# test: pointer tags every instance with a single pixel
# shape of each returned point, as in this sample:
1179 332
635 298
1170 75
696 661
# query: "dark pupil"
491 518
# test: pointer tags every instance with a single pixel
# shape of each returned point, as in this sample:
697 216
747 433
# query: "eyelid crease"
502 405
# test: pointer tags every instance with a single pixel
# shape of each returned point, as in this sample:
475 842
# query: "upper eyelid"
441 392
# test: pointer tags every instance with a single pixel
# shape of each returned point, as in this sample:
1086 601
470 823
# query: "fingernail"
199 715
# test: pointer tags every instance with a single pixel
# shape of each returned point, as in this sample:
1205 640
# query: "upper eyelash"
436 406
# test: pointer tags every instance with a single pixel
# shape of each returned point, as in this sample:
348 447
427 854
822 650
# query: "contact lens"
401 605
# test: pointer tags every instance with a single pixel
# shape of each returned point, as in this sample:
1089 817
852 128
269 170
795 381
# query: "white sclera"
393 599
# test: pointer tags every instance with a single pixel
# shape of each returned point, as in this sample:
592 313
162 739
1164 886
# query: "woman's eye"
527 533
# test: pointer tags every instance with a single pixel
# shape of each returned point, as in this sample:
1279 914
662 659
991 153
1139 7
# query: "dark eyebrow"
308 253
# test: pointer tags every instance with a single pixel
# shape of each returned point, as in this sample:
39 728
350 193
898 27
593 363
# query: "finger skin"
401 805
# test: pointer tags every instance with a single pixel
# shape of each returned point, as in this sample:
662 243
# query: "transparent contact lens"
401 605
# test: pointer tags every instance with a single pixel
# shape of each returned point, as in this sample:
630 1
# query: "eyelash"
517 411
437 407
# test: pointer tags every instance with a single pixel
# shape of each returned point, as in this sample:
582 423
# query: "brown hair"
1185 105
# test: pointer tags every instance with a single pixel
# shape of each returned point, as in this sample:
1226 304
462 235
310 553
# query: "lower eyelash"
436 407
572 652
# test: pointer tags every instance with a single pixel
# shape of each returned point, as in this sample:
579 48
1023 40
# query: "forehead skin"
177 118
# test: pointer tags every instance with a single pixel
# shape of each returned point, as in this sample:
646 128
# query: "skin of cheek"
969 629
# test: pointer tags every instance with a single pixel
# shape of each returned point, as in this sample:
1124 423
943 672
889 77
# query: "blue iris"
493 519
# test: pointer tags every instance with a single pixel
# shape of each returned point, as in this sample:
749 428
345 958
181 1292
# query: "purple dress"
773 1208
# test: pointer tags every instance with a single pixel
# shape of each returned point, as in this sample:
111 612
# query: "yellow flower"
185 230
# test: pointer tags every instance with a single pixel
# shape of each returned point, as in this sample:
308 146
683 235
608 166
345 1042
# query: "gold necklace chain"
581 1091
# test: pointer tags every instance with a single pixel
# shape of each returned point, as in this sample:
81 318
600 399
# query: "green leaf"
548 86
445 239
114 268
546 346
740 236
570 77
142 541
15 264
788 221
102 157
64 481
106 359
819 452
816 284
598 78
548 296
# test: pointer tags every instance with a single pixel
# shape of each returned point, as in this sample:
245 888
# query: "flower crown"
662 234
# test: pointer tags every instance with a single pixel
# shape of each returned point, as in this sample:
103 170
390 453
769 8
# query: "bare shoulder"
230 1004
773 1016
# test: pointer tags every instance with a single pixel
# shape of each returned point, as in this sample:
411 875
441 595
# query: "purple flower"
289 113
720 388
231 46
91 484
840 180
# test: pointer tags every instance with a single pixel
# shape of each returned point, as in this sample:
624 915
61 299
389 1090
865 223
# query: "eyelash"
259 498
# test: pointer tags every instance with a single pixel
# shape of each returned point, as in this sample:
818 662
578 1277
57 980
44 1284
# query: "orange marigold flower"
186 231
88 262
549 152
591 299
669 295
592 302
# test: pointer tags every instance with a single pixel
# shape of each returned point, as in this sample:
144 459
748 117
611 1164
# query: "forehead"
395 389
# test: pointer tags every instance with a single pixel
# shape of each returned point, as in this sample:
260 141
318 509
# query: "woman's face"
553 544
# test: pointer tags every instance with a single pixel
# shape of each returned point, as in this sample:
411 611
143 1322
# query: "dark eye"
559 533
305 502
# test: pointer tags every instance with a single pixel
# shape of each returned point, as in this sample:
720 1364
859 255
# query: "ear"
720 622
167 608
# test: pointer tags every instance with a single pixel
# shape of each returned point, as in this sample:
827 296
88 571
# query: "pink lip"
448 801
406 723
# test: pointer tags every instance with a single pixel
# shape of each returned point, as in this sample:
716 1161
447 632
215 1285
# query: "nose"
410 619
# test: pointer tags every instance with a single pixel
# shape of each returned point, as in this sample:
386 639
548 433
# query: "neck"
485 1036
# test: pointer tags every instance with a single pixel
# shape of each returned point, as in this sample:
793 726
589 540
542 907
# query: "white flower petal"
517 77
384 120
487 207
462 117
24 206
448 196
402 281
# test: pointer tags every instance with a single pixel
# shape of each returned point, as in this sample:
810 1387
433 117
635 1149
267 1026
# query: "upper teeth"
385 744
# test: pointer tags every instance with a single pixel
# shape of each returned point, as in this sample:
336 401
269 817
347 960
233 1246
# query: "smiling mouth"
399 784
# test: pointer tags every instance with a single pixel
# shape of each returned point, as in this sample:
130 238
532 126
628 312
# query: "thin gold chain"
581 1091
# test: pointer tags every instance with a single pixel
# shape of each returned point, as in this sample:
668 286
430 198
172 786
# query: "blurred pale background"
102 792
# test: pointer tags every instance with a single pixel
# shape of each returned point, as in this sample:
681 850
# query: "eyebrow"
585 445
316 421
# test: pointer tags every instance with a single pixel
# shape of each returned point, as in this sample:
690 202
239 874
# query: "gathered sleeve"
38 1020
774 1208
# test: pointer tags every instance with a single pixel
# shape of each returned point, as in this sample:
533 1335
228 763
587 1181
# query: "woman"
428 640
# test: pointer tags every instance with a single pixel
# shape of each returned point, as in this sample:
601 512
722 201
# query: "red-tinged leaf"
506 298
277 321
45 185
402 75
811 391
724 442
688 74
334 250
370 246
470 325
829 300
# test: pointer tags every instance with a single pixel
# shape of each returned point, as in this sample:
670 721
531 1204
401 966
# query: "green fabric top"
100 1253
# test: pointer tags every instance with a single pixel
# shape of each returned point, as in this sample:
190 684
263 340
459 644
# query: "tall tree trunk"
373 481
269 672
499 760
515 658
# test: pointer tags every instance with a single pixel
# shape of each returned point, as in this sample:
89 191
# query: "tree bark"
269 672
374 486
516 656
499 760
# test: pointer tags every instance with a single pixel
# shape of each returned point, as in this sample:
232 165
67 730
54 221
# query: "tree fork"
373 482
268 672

----------

**WHAT THIS TASK INVOLVES:** Write all the data out again, word for word.

**PROBLEM SOLUTION:**
# test: pointer tags every instance with a single pixel
# shape of each returned point, as in this sample:
1179 332
635 298
1170 75
696 661
# query: "dark pupil"
491 518
# test: pointer tags every instance with a single pixel
# shape of each returned point, as in this sample:
697 216
747 433
# query: "eyelid crease"
502 405
# test: pointer tags every instance with a single pixel
# shape of each returned point, as in this sample:
475 842
# query: "upper eyelid"
441 392
# test: pointer tags every instance with a single pixel
# shape of each returned point, as in this sample:
1086 601
470 823
# query: "fingernail"
199 715
# test: pointer tags every instance with a single pixel
# shape of each returned point, as in this sample:
1205 640
# query: "upper eyelash"
436 406
# test: pointer tags every instance with a single pixel
# shape of each returned point, as in this sample:
348 447
427 854
822 650
# query: "contact lens"
401 605
# test: pointer tags every instance with a single pixel
# shape of each returned point, as in this sample:
1089 817
852 128
269 170
795 381
# query: "white sclera"
393 599
# test: pointer tags every instance with a single pixel
# shape of each returned point, as in this sample:
592 313
162 739
1164 886
# query: "woman's eye"
527 533
# test: pointer tags every instance with a single pixel
# shape of each returned point, as in this sample:
1279 914
662 659
991 153
1139 7
# query: "dark eyebrow"
308 253
# test: pointer tags every instance with a single pixel
# shape of each returned point, as in this sample:
39 728
350 193
898 27
593 363
# query: "finger skin"
401 805
# test: pointer tags every instance with a single pixel
# shape of each returned point, as in this sample:
662 243
# query: "transparent contact lens"
401 605
# test: pointer tags every instance with a single pixel
# shape of each returned point, as in this sample:
630 1
# query: "eyelash"
517 411
437 407
# test: pointer tags every instance with a single pixel
# shape of each returned point, as in this sample:
582 423
# query: "brown hair"
1185 105
# test: pointer tags every instance with a single pixel
# shape of each returned point, as in this sample:
1226 304
462 235
310 553
# query: "lower eyelash"
436 407
572 652
# test: pointer tags every instance with a single pixel
# shape of each returned point, as in this sample:
579 48
1023 40
# query: "forehead skin"
177 118
# test: pointer tags every instance with a single pixel
# shape of each returned point, as in this sample:
646 128
# query: "skin of cheek"
969 629
# test: pointer tags every instance with a single pixel
# shape of each returned point, as in this sample:
1124 423
943 672
889 77
# query: "blue iris"
493 519
# test: pointer tags every instance with a single pixel
# shape of each returned point, as in this sample:
749 428
345 958
181 1292
# query: "purple dress"
773 1208
# test: pointer tags every instance with a single pixel
# shape of each returned point, as in this sample:
111 612
# query: "yellow flower"
185 230
# test: pointer tags every instance with a single pixel
# shape of each returned point, as in this sample:
308 146
683 235
608 166
345 1042
# query: "gold necklace chain"
581 1091
# test: pointer tags every instance with a single pixel
# shape of each returned point, as in this sample:
81 318
600 399
# query: "green leaf"
548 86
445 239
114 268
546 346
740 236
570 77
142 541
15 264
788 221
102 157
64 481
106 359
819 452
816 284
598 78
548 296
# test: pointer tags every instance with a single pixel
# shape of each returned point, as in this sample:
245 888
# query: "flower crown"
662 234
# test: pointer tags every instance with a single pixel
# shape of each returned point, as in this sample:
103 170
390 453
769 8
# query: "bare shoulder"
230 1004
773 1016
# test: pointer tags every instance with a single pixel
# shape of each returned point, as in this sample:
411 875
441 595
# query: "purple flower"
289 113
720 388
231 46
91 484
840 180
# test: pointer tags every instance with a single pixel
# shape of each returned point, as in this sample:
624 915
61 299
389 1090
865 223
# query: "eyelash"
259 498
# test: pointer tags every instance with a single pixel
# shape of each returned point, as in this sample:
818 662
578 1277
57 980
44 1284
# query: "orange marigold flower"
186 231
88 262
549 152
591 299
669 295
592 302
# test: pointer tags every instance with a single pixel
# shape of each returned point, as in this sample:
144 459
748 117
611 1164
# query: "forehead"
395 389
# test: pointer tags every instance with a single pixel
# shape of each returned point, as in this sample:
260 141
318 509
# query: "woman's face"
553 544
# test: pointer tags every instance with a single pixel
# shape of each returned point, as in this sample:
411 611
143 1322
# query: "dark eye"
559 533
305 502
# test: pointer tags every instance with a single pixel
# shape of each returned point, as in this sample:
720 1364
859 255
# query: "ear"
720 622
167 608
# test: pointer tags every instance with a single pixel
# shape of each returned point, as in this sample:
827 296
88 571
# query: "pink lip"
448 801
406 723
# test: pointer tags every instance with a single pixel
# shape of each returned point, as in this sample:
716 1161
447 632
215 1285
# query: "nose"
410 619
# test: pointer tags every instance with a single pixel
# shape of each returned point, as in this sample:
386 639
548 433
# query: "neck"
485 1036
# test: pointer tags every instance with a single pixel
# shape of each returned point, as in this sample:
793 726
589 540
542 907
# query: "white flower petal"
517 77
384 120
487 207
462 117
24 206
448 196
402 281
# test: pointer tags every instance with a single pixel
# shape of each returned point, as in this sample:
810 1387
433 117
635 1149
267 1026
# query: "upper teeth"
385 744
# test: pointer tags every instance with a single pixel
# shape of each returned point, as in this sample:
336 401
269 817
347 960
233 1246
# query: "smiling mouth"
399 784
# test: pointer tags every instance with a single pixel
# shape of each returned point, as in this sample:
130 238
532 126
628 312
# query: "thin gold chain"
581 1091
# test: pointer tags every instance with a single pixel
# shape of each returned point, as in this sample:
668 286
430 198
172 786
# query: "blurred pale background"
102 792
# test: pointer tags every instance with a single pixel
# shape of each returned point, as in this sample:
681 850
# query: "eyebrow"
585 445
316 421
# test: pointer tags every instance with a single pixel
# shape of each returned point, as in this sample:
690 202
239 874
# query: "gathered sleeve"
38 1020
774 1208
# test: pointer tags every instance with a single pixel
# shape of each returned point, as in this sample:
533 1335
228 763
587 1181
# query: "woman"
428 640
# test: pointer tags every instance with a single pixel
# shape of each returned point, as in this sample:
601 512
722 201
# query: "red-tinged leaf"
506 298
277 321
45 185
402 75
811 391
724 442
688 74
334 250
370 246
470 325
829 300
# test: pointer tags every instance with a single pixel
# shape of each returned point, as in this sample:
670 721
531 1204
401 966
# query: "green fabric top"
100 1253
# test: pointer tags every instance with a single pixel
# shape of each returned point, as in this sample:
190 684
263 340
459 644
# query: "tall tree trunk"
373 481
269 672
499 760
515 658
# test: pointer tags every instance with a single pixel
# shape of each returned point, as in this sample:
89 191
# query: "tree bark"
269 672
374 486
516 656
499 760
# test: pointer tags every instance with a single pixel
# shape of each returned point, as in this sample:
232 165
67 730
54 221
# query: "tree fork"
373 482
268 672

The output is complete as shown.